● Problem requirements
Copy out, without any change, the part of the data below that opens with the line containing "outline countertop edge, every instance" and closes with the line containing "M 539 249 L", including both of those lines.

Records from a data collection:
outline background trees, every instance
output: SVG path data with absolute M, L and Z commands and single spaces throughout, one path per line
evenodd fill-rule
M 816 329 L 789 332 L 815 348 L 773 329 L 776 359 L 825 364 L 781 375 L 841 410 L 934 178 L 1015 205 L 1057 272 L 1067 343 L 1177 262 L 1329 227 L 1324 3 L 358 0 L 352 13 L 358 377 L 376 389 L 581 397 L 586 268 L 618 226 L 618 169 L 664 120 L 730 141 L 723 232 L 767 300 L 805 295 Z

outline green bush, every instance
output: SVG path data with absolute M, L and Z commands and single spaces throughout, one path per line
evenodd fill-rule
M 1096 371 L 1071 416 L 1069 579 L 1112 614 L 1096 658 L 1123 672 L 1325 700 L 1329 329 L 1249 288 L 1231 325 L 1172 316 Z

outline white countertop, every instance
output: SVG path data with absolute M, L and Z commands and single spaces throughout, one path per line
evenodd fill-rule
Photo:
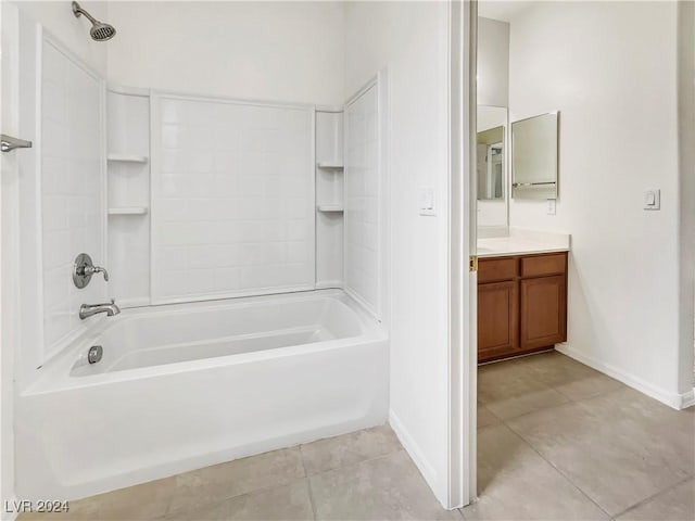
M 501 257 L 533 253 L 569 252 L 570 236 L 509 228 L 507 237 L 478 239 L 478 257 Z

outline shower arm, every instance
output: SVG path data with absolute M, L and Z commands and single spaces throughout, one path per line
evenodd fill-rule
M 89 18 L 89 21 L 93 25 L 99 24 L 99 21 L 97 18 L 94 18 L 91 14 L 89 14 L 87 11 L 85 11 L 83 8 L 80 8 L 79 3 L 77 3 L 77 2 L 73 2 L 73 13 L 75 14 L 76 18 L 79 18 L 79 15 L 84 14 L 85 16 L 87 16 L 87 18 Z

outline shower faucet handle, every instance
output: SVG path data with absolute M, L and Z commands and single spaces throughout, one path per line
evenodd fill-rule
M 75 265 L 73 268 L 73 282 L 78 289 L 85 288 L 89 284 L 91 276 L 94 274 L 103 274 L 104 280 L 109 282 L 109 271 L 101 266 L 94 266 L 91 262 L 91 257 L 86 253 L 80 253 L 75 258 Z
M 85 275 L 104 274 L 104 280 L 109 282 L 109 271 L 101 266 L 87 266 L 85 267 Z

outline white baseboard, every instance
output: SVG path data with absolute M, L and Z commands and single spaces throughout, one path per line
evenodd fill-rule
M 422 449 L 417 443 L 415 443 L 415 440 L 413 440 L 413 436 L 410 436 L 410 433 L 406 430 L 405 425 L 393 410 L 389 410 L 389 423 L 391 424 L 393 432 L 395 432 L 395 435 L 399 437 L 401 445 L 403 445 L 403 448 L 408 453 L 408 456 L 410 456 L 410 459 L 415 462 L 415 466 L 422 474 L 422 478 L 427 481 L 427 484 L 430 485 L 432 491 L 434 491 L 438 483 L 434 468 L 427 460 Z
M 654 399 L 658 399 L 662 404 L 666 404 L 674 409 L 684 409 L 685 407 L 688 407 L 690 405 L 693 405 L 693 403 L 695 403 L 693 391 L 684 394 L 670 393 L 660 387 L 657 387 L 656 385 L 653 385 L 649 382 L 642 380 L 639 377 L 635 377 L 634 374 L 630 374 L 622 369 L 618 369 L 610 364 L 606 364 L 605 361 L 598 360 L 592 356 L 586 356 L 583 353 L 579 353 L 578 351 L 572 350 L 572 347 L 568 344 L 557 344 L 555 348 L 564 355 L 567 355 L 570 358 L 574 358 L 576 360 L 581 361 L 582 364 L 592 367 L 597 371 L 608 374 L 609 377 L 621 381 L 626 385 L 635 389 L 636 391 L 640 391 L 641 393 L 644 393 Z
M 681 394 L 681 409 L 687 409 L 695 405 L 695 389 L 692 389 L 690 392 Z

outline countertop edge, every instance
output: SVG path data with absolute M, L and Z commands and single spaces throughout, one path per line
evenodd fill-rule
M 539 249 L 539 250 L 529 250 L 529 249 L 523 249 L 523 250 L 513 250 L 513 251 L 505 251 L 505 252 L 484 252 L 484 253 L 478 253 L 477 256 L 478 258 L 493 258 L 493 257 L 513 257 L 516 255 L 536 255 L 536 254 L 542 254 L 542 253 L 563 253 L 563 252 L 569 252 L 569 247 L 543 247 L 543 249 Z

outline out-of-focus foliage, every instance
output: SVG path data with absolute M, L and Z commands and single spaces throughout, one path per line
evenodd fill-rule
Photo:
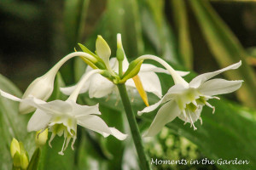
M 116 34 L 121 33 L 129 60 L 141 54 L 152 54 L 175 64 L 179 70 L 206 68 L 199 71 L 206 72 L 241 60 L 242 67 L 230 71 L 227 76 L 229 79 L 245 81 L 238 94 L 238 100 L 241 105 L 255 108 L 256 81 L 255 69 L 253 69 L 256 65 L 255 49 L 251 48 L 246 50 L 242 45 L 256 46 L 256 34 L 253 34 L 256 32 L 256 19 L 253 14 L 256 11 L 256 3 L 244 1 L 234 3 L 231 0 L 225 2 L 228 3 L 206 0 L 38 0 L 33 3 L 3 0 L 0 2 L 3 44 L 0 48 L 0 71 L 25 88 L 24 81 L 29 82 L 32 76 L 41 76 L 38 74 L 43 74 L 48 67 L 52 66 L 53 64 L 49 63 L 73 52 L 73 48 L 79 49 L 76 45 L 78 42 L 84 42 L 86 47 L 94 51 L 97 35 L 102 35 L 107 40 L 112 49 L 112 56 L 114 56 Z M 224 4 L 238 8 L 234 8 L 236 10 L 234 12 L 230 8 L 222 13 L 220 18 L 215 9 L 220 13 L 218 7 Z M 240 11 L 242 9 L 247 13 Z M 247 37 L 254 37 L 248 38 L 251 42 L 245 43 L 242 41 L 241 45 L 236 37 L 241 38 L 247 32 L 241 29 L 235 36 L 223 20 L 223 18 L 226 20 L 237 19 L 234 19 L 233 15 L 227 19 L 226 14 L 230 11 L 234 14 L 240 12 L 241 18 L 243 17 L 244 20 L 241 20 L 247 24 L 250 31 L 248 32 L 251 32 Z M 206 56 L 201 59 L 195 54 Z M 40 56 L 44 57 L 39 60 Z M 6 65 L 7 63 L 11 65 L 11 68 Z M 67 84 L 74 83 L 80 78 L 85 67 L 80 59 L 74 60 L 64 65 L 61 71 L 61 76 Z M 55 91 L 49 100 L 67 99 L 58 90 L 59 87 L 64 86 L 61 76 L 59 74 L 56 77 Z M 172 78 L 161 74 L 160 76 L 165 94 L 172 85 Z M 3 76 L 0 76 L 0 88 L 21 96 L 20 91 Z M 134 98 L 134 110 L 142 110 L 145 105 L 138 95 L 130 94 Z M 234 95 L 227 97 L 235 99 Z M 106 122 L 121 132 L 129 133 L 120 102 L 114 105 L 117 99 L 117 96 L 112 95 L 108 101 L 106 99 L 90 99 L 84 94 L 79 99 L 79 103 L 93 105 L 96 101 L 101 101 L 100 109 Z M 148 99 L 150 104 L 156 102 L 152 95 L 148 95 Z M 232 160 L 237 157 L 250 161 L 248 165 L 162 165 L 154 168 L 255 168 L 256 112 L 254 109 L 234 102 L 237 100 L 212 100 L 211 104 L 216 106 L 215 115 L 205 108 L 202 111 L 203 125 L 196 122 L 197 131 L 193 131 L 189 125 L 184 126 L 177 119 L 166 126 L 168 130 L 166 128 L 150 141 L 145 139 L 144 143 L 150 157 L 188 160 L 204 157 Z M 154 115 L 155 112 L 137 117 L 142 131 L 147 129 Z M 26 132 L 30 116 L 19 115 L 17 103 L 0 97 L 1 169 L 10 169 L 12 160 L 9 144 L 13 137 L 24 143 L 32 156 L 35 149 L 34 134 Z M 100 134 L 79 128 L 75 150 L 68 147 L 63 156 L 57 154 L 62 142 L 63 138 L 55 138 L 52 142 L 52 149 L 47 144 L 44 146 L 40 170 L 139 169 L 131 135 L 122 142 L 113 137 L 104 139 Z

● Correct answer
outline countertop edge, every instance
output: SVG path data with absolute M, L and Z commands and single spaces throughout, one path per line
evenodd fill-rule
M 539 249 L 539 250 L 529 250 L 529 249 L 523 249 L 523 250 L 513 250 L 513 251 L 505 251 L 505 252 L 484 252 L 484 253 L 478 253 L 477 256 L 478 258 L 493 258 L 493 257 L 513 257 L 516 255 L 536 255 L 536 254 L 542 254 L 542 253 L 563 253 L 563 252 L 569 252 L 569 247 L 543 247 L 543 249 Z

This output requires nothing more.